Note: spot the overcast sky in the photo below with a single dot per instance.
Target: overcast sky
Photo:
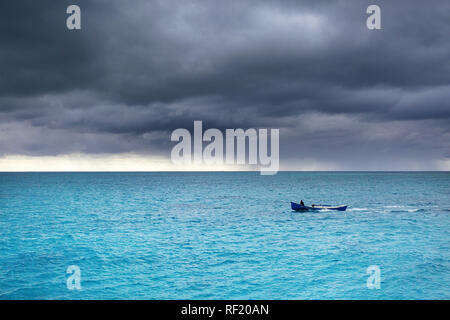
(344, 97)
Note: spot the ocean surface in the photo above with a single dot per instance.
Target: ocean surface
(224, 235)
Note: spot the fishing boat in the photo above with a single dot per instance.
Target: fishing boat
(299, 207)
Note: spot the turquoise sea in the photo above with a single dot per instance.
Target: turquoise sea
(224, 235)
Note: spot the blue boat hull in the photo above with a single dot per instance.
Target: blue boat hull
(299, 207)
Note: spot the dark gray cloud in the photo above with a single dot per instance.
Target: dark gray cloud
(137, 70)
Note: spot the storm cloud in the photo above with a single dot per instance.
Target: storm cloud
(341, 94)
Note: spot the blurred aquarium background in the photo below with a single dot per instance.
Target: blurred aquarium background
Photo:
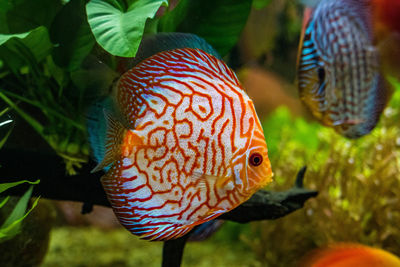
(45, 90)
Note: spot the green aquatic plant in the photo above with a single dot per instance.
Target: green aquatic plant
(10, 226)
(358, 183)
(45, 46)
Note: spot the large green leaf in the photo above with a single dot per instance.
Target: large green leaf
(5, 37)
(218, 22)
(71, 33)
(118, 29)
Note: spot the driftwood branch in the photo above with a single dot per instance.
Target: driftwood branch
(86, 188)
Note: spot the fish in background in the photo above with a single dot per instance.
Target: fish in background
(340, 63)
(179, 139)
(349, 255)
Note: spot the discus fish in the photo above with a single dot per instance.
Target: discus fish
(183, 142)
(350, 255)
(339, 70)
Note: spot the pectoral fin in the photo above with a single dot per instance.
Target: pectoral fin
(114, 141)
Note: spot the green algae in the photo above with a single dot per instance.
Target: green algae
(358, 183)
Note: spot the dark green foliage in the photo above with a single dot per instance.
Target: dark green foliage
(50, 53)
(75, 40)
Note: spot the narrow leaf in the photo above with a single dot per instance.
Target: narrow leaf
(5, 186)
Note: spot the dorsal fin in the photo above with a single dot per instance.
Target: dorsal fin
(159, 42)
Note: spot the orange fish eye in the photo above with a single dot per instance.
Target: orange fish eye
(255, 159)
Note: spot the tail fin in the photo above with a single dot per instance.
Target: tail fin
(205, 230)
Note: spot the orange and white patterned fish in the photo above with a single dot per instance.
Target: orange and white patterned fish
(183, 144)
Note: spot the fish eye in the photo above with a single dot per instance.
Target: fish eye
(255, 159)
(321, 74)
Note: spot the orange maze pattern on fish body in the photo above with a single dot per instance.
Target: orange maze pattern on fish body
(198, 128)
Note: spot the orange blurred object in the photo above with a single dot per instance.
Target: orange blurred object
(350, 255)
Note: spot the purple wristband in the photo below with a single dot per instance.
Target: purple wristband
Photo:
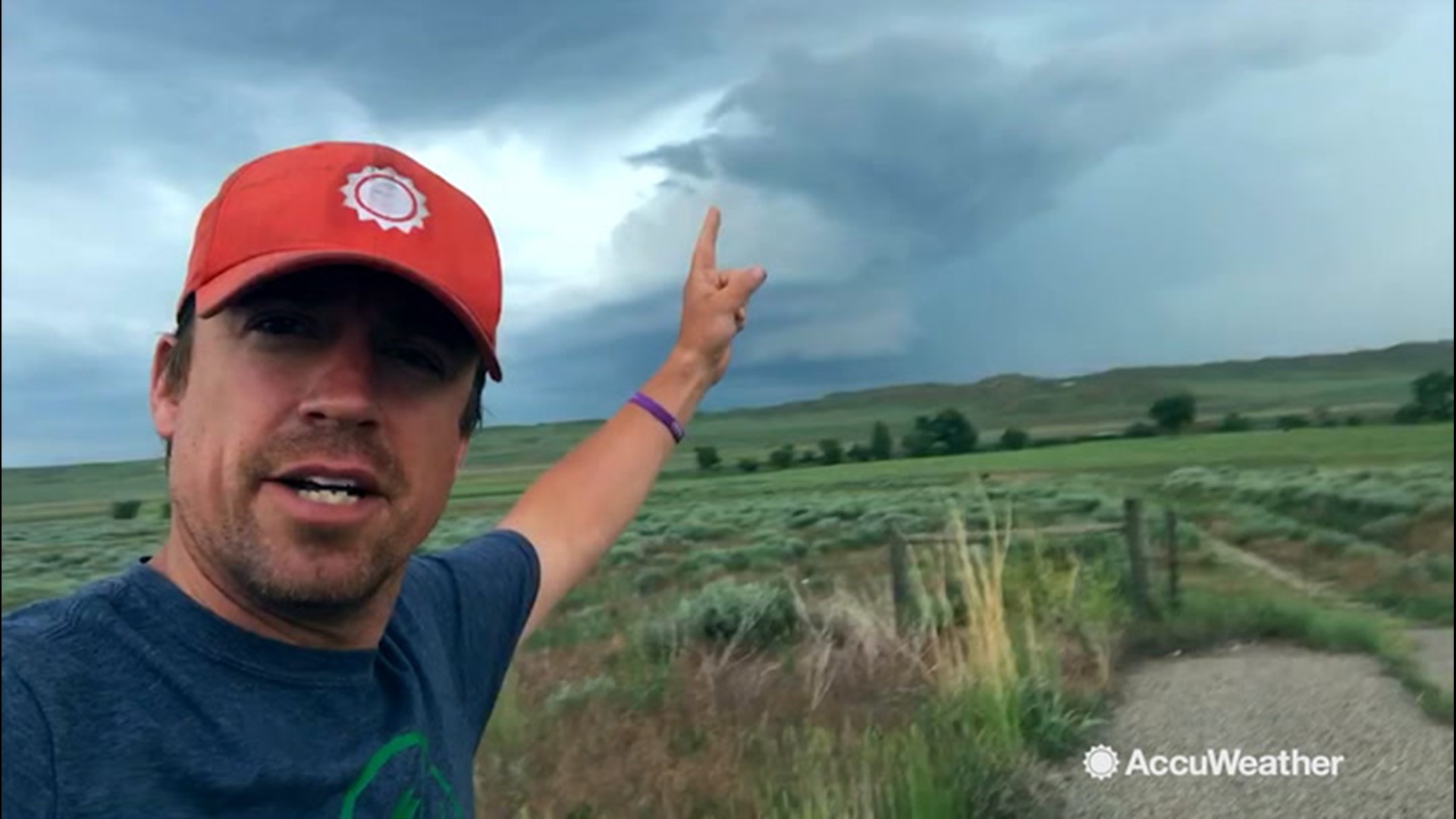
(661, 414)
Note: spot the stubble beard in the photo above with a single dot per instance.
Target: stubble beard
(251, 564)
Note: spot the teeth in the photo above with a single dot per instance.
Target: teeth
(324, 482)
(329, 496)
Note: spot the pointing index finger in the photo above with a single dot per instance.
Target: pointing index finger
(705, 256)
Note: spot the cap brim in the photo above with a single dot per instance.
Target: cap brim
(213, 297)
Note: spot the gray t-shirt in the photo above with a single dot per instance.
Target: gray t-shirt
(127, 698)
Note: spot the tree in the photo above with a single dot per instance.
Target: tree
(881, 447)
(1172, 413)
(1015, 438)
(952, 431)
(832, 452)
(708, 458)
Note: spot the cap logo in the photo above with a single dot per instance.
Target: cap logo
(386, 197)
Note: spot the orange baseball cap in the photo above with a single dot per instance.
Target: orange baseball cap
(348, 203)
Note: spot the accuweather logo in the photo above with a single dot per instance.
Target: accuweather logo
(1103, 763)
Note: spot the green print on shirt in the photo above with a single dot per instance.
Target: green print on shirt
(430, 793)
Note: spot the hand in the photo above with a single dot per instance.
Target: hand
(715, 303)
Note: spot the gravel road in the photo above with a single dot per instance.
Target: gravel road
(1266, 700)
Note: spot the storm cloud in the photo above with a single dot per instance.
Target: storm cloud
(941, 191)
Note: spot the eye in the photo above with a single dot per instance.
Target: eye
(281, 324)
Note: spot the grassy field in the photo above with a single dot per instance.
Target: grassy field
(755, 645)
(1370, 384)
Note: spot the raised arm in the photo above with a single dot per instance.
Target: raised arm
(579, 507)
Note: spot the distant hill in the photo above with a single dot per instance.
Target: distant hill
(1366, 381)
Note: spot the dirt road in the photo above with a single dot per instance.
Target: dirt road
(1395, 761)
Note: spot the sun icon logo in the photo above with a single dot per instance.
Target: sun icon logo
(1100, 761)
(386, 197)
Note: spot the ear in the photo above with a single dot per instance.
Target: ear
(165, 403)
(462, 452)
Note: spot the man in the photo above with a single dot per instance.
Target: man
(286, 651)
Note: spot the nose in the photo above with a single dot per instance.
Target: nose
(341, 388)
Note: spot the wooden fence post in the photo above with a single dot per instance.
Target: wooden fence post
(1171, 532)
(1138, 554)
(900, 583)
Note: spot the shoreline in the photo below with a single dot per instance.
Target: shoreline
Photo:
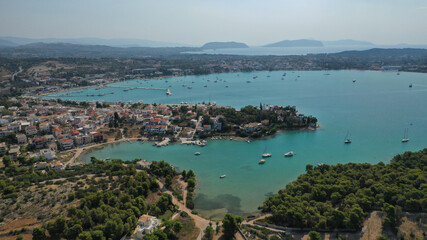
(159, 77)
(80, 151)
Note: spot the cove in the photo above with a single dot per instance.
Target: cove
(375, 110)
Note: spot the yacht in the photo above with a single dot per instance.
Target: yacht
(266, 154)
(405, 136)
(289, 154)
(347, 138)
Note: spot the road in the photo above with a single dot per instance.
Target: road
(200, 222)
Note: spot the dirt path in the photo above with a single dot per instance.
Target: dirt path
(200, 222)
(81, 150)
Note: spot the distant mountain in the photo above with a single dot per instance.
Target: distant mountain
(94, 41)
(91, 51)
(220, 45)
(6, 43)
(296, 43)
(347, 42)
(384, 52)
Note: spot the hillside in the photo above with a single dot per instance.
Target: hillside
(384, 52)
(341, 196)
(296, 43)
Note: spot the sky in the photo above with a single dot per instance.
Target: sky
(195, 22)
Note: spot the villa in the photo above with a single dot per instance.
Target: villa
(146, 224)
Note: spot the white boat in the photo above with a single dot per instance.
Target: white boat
++++++++
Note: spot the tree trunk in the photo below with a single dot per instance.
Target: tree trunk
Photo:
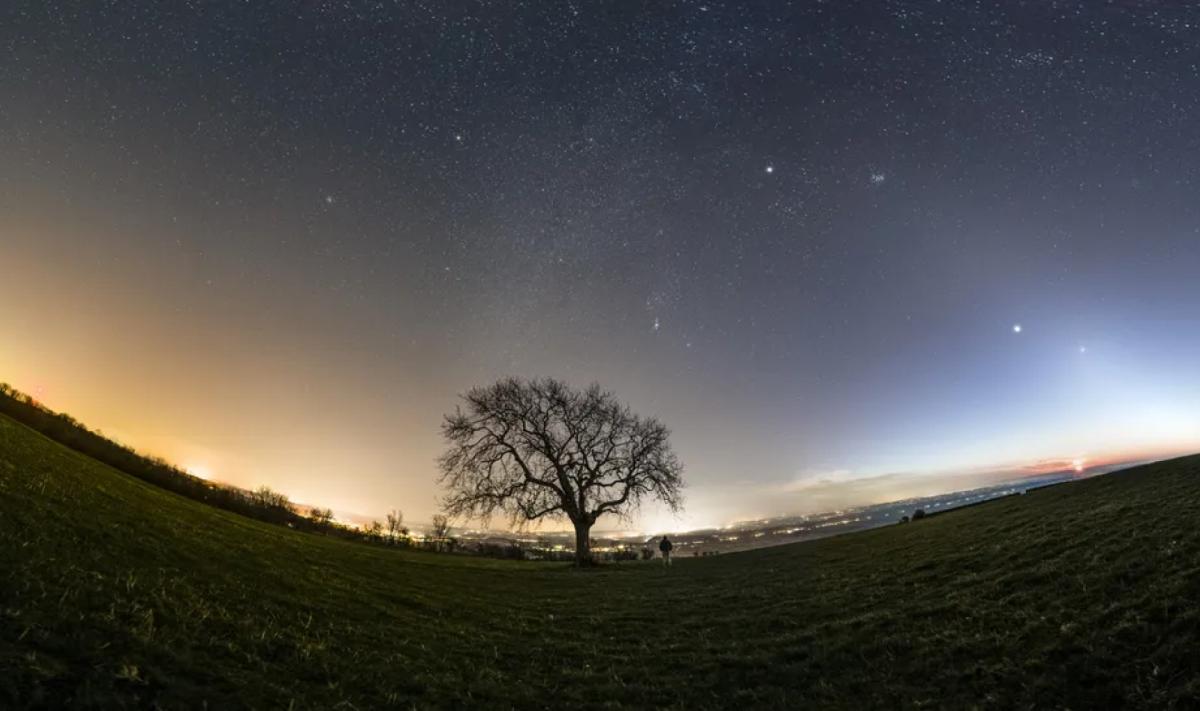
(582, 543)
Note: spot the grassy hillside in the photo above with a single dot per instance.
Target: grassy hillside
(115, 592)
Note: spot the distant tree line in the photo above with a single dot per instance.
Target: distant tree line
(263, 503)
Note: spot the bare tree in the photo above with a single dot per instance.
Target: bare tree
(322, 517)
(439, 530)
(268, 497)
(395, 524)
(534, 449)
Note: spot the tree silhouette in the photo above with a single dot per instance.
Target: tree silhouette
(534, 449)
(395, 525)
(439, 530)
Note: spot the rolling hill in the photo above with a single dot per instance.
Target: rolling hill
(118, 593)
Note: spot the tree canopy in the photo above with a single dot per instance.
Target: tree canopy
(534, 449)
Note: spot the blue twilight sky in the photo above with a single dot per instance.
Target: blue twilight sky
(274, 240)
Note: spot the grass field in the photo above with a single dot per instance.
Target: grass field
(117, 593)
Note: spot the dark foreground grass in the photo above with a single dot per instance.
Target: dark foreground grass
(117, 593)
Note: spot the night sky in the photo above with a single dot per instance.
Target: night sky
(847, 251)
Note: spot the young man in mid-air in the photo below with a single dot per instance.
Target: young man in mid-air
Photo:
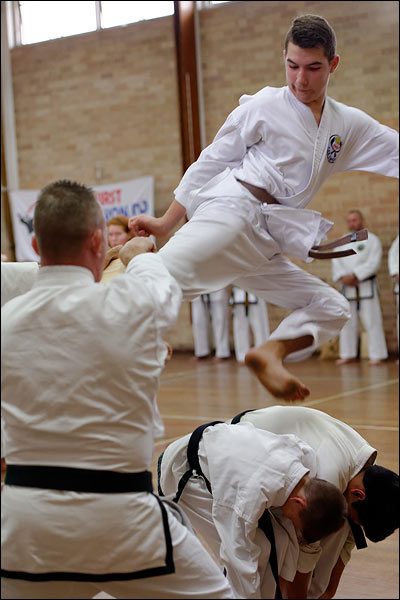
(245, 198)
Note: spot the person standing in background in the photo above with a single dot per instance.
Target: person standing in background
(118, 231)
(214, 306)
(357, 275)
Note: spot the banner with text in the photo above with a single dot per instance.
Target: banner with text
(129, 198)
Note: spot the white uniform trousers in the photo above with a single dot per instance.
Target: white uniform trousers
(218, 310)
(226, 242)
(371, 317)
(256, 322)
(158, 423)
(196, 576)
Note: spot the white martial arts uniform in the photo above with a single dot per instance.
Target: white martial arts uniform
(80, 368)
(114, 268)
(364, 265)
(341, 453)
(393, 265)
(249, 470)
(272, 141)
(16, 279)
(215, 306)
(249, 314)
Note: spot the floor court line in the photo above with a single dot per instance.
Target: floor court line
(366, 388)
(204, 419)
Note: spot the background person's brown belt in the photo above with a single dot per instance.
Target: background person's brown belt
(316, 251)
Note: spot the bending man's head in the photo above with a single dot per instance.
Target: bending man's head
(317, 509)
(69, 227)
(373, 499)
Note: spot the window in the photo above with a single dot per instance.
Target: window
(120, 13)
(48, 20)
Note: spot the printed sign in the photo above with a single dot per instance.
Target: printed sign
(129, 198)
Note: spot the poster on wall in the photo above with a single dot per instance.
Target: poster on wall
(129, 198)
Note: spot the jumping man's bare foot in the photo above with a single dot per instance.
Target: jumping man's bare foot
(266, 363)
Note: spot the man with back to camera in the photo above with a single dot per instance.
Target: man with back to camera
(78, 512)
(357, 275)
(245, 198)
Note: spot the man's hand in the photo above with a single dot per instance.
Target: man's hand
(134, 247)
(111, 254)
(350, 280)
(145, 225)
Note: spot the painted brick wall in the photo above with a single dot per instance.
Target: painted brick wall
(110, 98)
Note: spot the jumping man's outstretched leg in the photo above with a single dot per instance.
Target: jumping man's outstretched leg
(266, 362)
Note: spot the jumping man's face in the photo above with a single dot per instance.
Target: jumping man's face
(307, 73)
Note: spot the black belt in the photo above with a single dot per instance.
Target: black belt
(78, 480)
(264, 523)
++++++++
> _WORK ORDER_: In the listing above, find the line with "Note: spot the overcast" and the line with "Note: spot the blurred". Copy exactly those two and every line between, without the pictures.

> _ANSWER SPACE_:
Note: spot the overcast sky in the photo below with a single dot per instance.
Target: overcast sky
Photo:
(344, 97)
Note: spot the ocean surface in the photo above with a single dot per instance.
Target: ocean surface
(224, 235)
Note: spot the fishing boat in the photo above with a single dot per instance.
Target: fishing boat
(299, 207)
Note: spot the turquoise sea in the photo above with a single dot per instance.
Target: turquoise sea
(224, 235)
Note: spot the blue boat hull in the photo above with a single dot per instance.
Target: blue boat hull
(299, 207)
Note: spot the dark gray cloud in the photo above with a single dot per instance.
Target: dark gray cloud
(137, 70)
Note: spot the storm cloud in the photo above with a single dot per instance.
Target: storm cloud
(341, 94)
Note: spot the blurred aquarium background in the photo below with a single dot per instance.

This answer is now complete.